* _Texte présenté_:
++++++++++++++++++++
Depuis la loi de financement de 2019, lorsque le montant remboursé par l'assurance maladie excède le montant M, le montant de la contribution sera égal à 90 % de la différence entre le montant remboursé par l'assurance maladie et le montant M. Celui-ci sera réparti entre les entreprises redevables :
- à concurrence de 70 %, au prorata du montant remboursé par l'assurance maladie au titre des médicaments qu'elles exploitent, importent ou distribuent ;
- à concurrence de 30 %, en fonction de la progression de ce montant remboursé par rapport à l'année précédente.
Le montant prélevé est plafonné à 12 % des remboursements de l'assurance maladie.
Un dispositif semblable a été créé par la loi13(*) de financement de la sécurité sociale pour 2020 pour les dispositifs médicaux. La clause de sauvegarde se déclenche lorsque le chiffre d'affaires dépasse un montant nommé « Z ».
++++++++++++++++++++
* _Extraits de données_:

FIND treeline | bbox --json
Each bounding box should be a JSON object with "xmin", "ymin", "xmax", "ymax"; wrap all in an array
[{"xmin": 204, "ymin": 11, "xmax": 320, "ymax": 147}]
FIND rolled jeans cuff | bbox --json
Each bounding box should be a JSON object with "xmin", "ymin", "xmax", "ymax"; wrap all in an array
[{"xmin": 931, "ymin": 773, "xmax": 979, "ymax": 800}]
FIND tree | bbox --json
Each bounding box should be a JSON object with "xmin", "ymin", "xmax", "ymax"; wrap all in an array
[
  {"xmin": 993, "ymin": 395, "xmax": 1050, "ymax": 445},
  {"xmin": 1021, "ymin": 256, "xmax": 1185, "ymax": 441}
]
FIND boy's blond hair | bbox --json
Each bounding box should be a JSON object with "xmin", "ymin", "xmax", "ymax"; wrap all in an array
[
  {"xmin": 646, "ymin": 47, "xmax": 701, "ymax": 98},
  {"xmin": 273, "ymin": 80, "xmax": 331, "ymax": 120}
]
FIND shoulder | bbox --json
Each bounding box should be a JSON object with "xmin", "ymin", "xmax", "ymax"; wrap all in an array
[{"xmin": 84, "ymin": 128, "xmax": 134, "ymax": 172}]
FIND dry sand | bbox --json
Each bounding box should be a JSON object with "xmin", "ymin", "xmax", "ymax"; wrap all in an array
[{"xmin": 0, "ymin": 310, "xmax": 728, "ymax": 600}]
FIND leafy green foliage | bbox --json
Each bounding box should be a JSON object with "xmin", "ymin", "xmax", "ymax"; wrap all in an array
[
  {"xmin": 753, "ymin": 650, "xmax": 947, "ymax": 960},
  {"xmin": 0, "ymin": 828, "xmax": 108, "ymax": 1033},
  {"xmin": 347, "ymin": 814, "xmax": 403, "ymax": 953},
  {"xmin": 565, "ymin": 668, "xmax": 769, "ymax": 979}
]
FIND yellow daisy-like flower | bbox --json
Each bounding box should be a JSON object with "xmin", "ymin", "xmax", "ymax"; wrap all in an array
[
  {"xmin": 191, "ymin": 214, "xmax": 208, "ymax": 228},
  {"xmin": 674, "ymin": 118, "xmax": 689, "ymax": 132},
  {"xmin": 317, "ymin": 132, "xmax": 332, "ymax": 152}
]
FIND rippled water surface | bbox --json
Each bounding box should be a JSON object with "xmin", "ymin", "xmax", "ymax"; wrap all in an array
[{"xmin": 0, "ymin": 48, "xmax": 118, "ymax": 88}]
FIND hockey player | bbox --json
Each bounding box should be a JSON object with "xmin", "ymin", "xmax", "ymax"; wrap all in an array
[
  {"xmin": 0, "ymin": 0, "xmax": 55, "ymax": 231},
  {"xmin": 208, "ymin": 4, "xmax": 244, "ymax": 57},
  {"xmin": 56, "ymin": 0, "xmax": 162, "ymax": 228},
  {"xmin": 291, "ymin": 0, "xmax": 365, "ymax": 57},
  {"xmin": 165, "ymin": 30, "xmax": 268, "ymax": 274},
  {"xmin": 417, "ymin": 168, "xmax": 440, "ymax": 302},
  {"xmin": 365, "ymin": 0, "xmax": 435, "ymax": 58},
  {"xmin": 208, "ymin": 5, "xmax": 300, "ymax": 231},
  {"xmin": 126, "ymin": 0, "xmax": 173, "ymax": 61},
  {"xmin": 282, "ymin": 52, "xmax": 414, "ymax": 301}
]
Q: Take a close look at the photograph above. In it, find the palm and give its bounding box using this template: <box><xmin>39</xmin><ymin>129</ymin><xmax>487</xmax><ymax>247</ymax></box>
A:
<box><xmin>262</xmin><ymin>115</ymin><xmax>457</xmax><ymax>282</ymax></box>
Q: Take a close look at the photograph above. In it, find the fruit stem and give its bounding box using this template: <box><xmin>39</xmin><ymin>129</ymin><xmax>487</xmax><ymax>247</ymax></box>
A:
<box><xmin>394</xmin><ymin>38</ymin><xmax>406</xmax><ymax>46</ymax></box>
++++++++++++++++++++
* _Consigne_: D'après le texte présenté, quel est le plafond du montant prélevé ?

* _Réponse attendue_: Le montant prélevé est plafonné à 12 % des remboursements de l'assurance maladie.